Complete the following =
1. In the text on Jewish funeral practices, who prepares the body in a traditional Jewish burial instead of the funeral home personnel?
2. How would you translate this sentence from the text on Jewish funeral practices into Spanish: "Most funeral homes will work with you to meet these requirements if you are clear that this is what you want."

Text block =

'''

However, funeral homes are in business to make money. So it is important to understand that they are working hard to give us good service for a reason. In addition, some funeral home personnel, even in funeral homes that frequently serve the Jewish community, may not fully understand Jewish death practices. Hence it is important to be clear in communicating with the funeral home staff regarding what is desired for a deceased Jew. It helps if family members have communicated with each other so they can present a description of their needs to the funeral home. If problems arise between you and the funeral home personnel, you can usually get a rabbi to intercede on your behalf.[See also What if I’m not affiliated?]
Caskets and other details
Traditional Jewish burial includes a simple wooden casket, no cremation, no embalming, preparation of the body by the Chevra Kadisha rather than by funeral home personnel, and burial into the ground. Most funeral homes will work with you to meet these requirements if you are clear that this is what you want.

'''

Material supplied =
'''

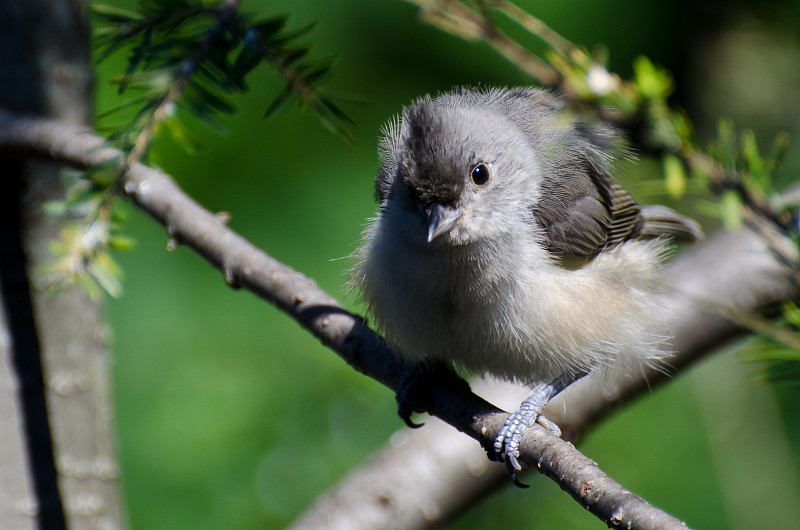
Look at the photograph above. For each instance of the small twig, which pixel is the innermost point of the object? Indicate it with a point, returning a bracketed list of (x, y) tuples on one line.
[(243, 265)]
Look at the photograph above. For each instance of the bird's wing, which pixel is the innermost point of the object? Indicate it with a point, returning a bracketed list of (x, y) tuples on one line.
[(580, 216)]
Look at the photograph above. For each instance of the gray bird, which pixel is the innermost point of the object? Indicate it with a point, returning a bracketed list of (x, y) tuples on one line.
[(504, 246)]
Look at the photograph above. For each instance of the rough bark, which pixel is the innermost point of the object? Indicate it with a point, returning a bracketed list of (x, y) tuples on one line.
[(46, 70)]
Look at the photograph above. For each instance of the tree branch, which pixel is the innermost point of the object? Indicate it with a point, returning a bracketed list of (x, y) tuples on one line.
[(245, 266), (734, 270)]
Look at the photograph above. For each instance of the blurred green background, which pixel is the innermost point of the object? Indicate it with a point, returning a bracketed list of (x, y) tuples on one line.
[(231, 416)]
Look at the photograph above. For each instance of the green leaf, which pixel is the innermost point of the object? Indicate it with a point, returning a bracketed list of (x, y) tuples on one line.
[(674, 175)]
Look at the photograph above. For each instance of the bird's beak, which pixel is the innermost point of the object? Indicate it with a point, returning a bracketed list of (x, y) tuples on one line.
[(440, 220)]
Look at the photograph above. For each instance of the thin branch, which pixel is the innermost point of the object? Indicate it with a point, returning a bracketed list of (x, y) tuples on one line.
[(245, 266)]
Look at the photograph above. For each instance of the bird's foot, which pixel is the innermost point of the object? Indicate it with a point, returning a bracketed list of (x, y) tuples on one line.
[(415, 386), (506, 445)]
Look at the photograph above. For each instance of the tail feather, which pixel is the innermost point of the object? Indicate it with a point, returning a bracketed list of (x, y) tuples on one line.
[(663, 221)]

'''

Activity answers =
1. The Chevra Kadisha.

2. La mayoría de las funerarias colaborarán con usted para cumplir estos requisitos si deja claro que eso es lo que desea.